AUFGABEN:
**a.** Was steht im Artikel zum EU-Russland-Gipfel zu den folgenden drei Punkten?
(i) In welcher Stadt beginnt der EU-Russland-Gipfel?
(ii) Wann wurde das laufende EU-Russland-Abkommen vereinbart, und wann läuft es aus?
(iii) Womit begründete Moskau das Importverbot für Fleisch aus Polen?
**b.** Wie könnte der Artikel zum EU-Russland-Gipfel weitergehen? Setzen Sie ihn nach dem letzten Satz fort.

Russland

Frostiges Klima vor EU-Russland-Gipfel

Außenminister Steinmeier versucht mit einem Blitzbesuch in Moskau Wogen zu glätten

Moskau (n-ost) - Bei einem kurzfristig anberaumten Treffen mit dem deutschen Außenminister Frank-Walter Steinmeier in der Vorstadtresidenz des Kreml-Chefs, gab sich Wladimir Putin (gestern) als Freund und Gönner. Deutschland trage mit dem Vorsitz der EU und der G8 eine "doppelte Last". Russland sei bereit, die Bundesrepublik dabei zu unterstützten. Putin spielte auf die Konflikte mit Polen und Estland an, und die Gerüchte, die ein Scheitern des EU-Russland-Gipfels am Freitag voraussagen. Steinmeier nickte höflich. Er sei gekommen um Meinungsverschiedenheiten vor dem Gipfel aus dem Weg zu räumen, damit diese sich nicht zu großen Konflikten auswachsen, erklärte der Minister. "Gott sei Dank" gäbe es keine Konflikte zwischen Russland und der EU, antwortete der Kreml-Chef. Es gäbe nur "Meinungsverschiedenheiten darüber, wie man einzelne Probleme lösen könne."

Russland ist Gastgeber des am Donnerstag in Samara an der Wolga beginnenden EU-Russland-Gipfels und darum bemüht, dass die Veranstaltung nicht zum Fiasko wird. Andererseits ist der Kreml in den Konflikten mit Estland und Polen nicht zu Zugeständnissen bereit.

Wohl noch kein EU-Russland-Gipfel stand unter einem so ungünstigen Stern, wie das Treffen, das am Donnerstag beginnt. Weder die Vertreter Russlands noch der EU rechnen damit, dass auf dem Gipfel überhaupt über ein neues Rahmenabkommen verhandelt wird. Das laufende EU-Russland-Abkommen war vor zehn Jahren vereinbart worden und läuft Ende des Jahres aus.


Moskau streitet mit seinen Nachbarn

Eine neue Rahmenvereinbarung zwischen der EU und Russland wird immer noch von Polen blockiert. Polen weigert sich einer neuen Rahmenvereinbarung zuzustimmen, solange Russland den Import-Stop für Fleischimporte aus Polen nicht aufhebt. Moskau begründete das Importverbot für Fleisch aus Polen mit Hygiene-Mängeln.

Einträge aus einem Annotationsdatensatz:
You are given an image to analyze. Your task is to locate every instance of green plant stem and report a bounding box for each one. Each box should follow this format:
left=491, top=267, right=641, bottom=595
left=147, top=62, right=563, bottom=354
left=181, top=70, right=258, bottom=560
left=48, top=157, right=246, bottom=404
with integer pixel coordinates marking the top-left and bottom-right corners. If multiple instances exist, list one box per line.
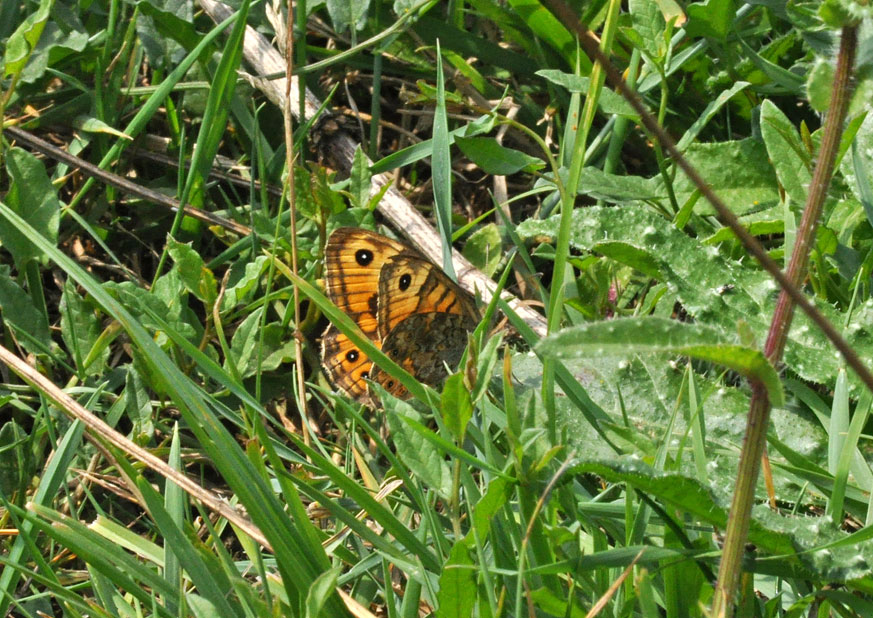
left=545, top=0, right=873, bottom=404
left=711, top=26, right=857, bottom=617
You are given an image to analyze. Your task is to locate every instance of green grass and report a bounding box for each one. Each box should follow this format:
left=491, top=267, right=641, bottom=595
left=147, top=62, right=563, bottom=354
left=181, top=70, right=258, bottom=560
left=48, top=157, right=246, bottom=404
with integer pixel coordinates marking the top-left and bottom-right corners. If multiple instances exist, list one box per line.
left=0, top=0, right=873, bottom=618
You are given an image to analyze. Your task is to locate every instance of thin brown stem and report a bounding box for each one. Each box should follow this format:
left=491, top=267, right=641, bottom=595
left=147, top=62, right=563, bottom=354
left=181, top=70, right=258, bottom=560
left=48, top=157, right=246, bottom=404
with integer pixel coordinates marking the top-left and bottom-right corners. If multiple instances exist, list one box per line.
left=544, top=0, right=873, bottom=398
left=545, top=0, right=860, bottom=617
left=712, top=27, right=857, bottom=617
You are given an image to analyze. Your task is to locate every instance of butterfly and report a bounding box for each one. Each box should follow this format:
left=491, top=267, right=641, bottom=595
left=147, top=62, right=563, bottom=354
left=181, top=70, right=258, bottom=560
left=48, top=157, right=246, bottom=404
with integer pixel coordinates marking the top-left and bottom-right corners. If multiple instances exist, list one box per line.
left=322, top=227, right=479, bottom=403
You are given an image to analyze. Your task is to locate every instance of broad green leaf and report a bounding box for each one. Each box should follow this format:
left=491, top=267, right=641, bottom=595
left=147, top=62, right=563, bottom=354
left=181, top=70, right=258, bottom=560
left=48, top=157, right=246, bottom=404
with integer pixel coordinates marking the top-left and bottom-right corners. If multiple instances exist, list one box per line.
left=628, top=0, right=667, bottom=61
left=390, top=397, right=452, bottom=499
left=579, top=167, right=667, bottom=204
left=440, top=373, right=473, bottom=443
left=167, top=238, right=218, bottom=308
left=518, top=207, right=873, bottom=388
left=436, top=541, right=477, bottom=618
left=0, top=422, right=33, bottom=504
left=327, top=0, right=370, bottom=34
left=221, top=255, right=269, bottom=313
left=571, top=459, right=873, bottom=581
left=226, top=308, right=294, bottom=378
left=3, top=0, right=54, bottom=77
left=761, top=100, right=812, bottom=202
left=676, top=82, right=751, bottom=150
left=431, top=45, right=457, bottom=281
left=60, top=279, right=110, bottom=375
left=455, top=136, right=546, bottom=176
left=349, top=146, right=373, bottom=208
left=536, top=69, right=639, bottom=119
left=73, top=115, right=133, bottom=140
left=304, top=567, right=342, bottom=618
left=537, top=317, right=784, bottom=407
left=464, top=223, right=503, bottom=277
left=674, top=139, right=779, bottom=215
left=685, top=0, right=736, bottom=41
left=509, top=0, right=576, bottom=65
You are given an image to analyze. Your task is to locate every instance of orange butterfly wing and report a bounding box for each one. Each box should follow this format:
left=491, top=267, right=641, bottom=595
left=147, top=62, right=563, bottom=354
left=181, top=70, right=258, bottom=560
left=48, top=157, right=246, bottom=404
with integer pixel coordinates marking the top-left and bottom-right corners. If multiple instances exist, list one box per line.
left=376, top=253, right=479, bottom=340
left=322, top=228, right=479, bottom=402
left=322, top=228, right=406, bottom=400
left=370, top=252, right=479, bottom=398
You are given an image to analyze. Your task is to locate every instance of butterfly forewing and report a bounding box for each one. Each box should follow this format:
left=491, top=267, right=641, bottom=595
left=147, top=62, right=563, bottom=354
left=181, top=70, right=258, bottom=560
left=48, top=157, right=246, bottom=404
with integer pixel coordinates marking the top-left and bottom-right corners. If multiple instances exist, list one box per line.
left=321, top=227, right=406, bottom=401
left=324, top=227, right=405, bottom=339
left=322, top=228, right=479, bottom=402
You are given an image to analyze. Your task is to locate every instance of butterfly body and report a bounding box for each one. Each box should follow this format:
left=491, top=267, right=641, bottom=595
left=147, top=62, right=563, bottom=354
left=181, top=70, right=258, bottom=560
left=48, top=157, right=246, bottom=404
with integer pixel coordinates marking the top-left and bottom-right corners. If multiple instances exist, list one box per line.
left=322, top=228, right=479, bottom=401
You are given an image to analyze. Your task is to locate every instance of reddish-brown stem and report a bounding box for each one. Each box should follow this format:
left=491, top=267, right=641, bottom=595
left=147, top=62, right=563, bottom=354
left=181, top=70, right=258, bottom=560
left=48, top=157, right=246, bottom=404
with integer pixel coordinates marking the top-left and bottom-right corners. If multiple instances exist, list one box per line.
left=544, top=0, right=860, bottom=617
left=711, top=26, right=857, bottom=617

ERWARTETE ERGEBNISSE:
**a.**
(i) In Samara an der Wolga.
(ii) Es wurde vor zehn Jahren vereinbart und läuft Ende des Jahres aus.
(iii) Mit Hygiene-Mängeln.

**b.**
Nach der Versetzung des Weltkrieg-Denkmals in Tallinn und der darauf folgenden Blockade der estnischen Botschaft in Moskau sind auch die Beziehungen zwischen Russland und Estland auf einem Tiefpunkt. In der estnischen Presse waren Beschuldigungen erhoben worden, die russische Botschaft habe die gewalttätigen Proteste gegen die Umsetzung des Soldaten-Denkmals mit organisiert. Estland beklagt sich außerdem über verdeckte Wirtschaftssanktionen Russlands. So wurde die Zahl der Güterzüge mit Öl-Produkten, die Estland auf dem Weg zur Verschiffung an der Ostseeküste passieren, drastisch reduziert. Außerdem reduzierte Russland den Warenverkehr auf der Straße Richtung Estland, weil angeblich eine wichtige Grenzbrücke für Laster über 3,5 Tonnen nicht passierbar ist.

Moskau beharrt auf seinem "Njet" zur Raketenabwehr

Der EU-Russland-Gipfel in Samara wird auch von dem Konflikt zwischen Russland und den USA zur geplanten amerikanischen Raketenabwehr in Osteuropa überschattet. Die Raketenabwehr, war eines der Themen, die Condoleezaa Rice bei ihrem am Montag beginnenden Moskau-Besuch mit Putin erörterte. Rice erklärte, es gäbe keinen Grund von einem "Kalten Krieg" zu sprechen. Das Verhältnis sei nicht einfach, aber es gäbe keine "katastrophalen Dinge" in den Beziehungen. Putin bekräftige gegenüber Rice die russische Position zur geplanten amerikanischen Raketenabwehr. Der Kreml-Chef erklärte, er sei mit der amerikanischen Seite einverstanden, dass es darum gehe, die "öffentliche Polemik herunterzufahren". Was den Kosovo betreffe, so erklärte der russische Außenminister Sergej Lawrow, suche man nach einer Lösung, "mit der alle einverstanden sind". Noch sei solch eine Lösung aber nicht in Sicht.

Während eines eineinhalbstündigen Treffens mit Vertretern russischer Oppositions-Gruppen in der Moskauer US-Botschaft hatte Rice die Frage gestellt, wie Russland reagieren werde, wenn der Kosovo-Plan von Martti Ahtisaari umgesetzt werde. Die Vertreter russischer Oppositionsgruppen erklärten übereinstimmend, die Umsetzung des Plans werde in Russland zu einer "antiamerikanischen Hysterie" führen. In so einem Fall und es werde auch schwierig sein, das Streben von Transnistrien, Abchasien und Süd-Ossetien nach staatlicher Unabhängigkeit aufzuhalten.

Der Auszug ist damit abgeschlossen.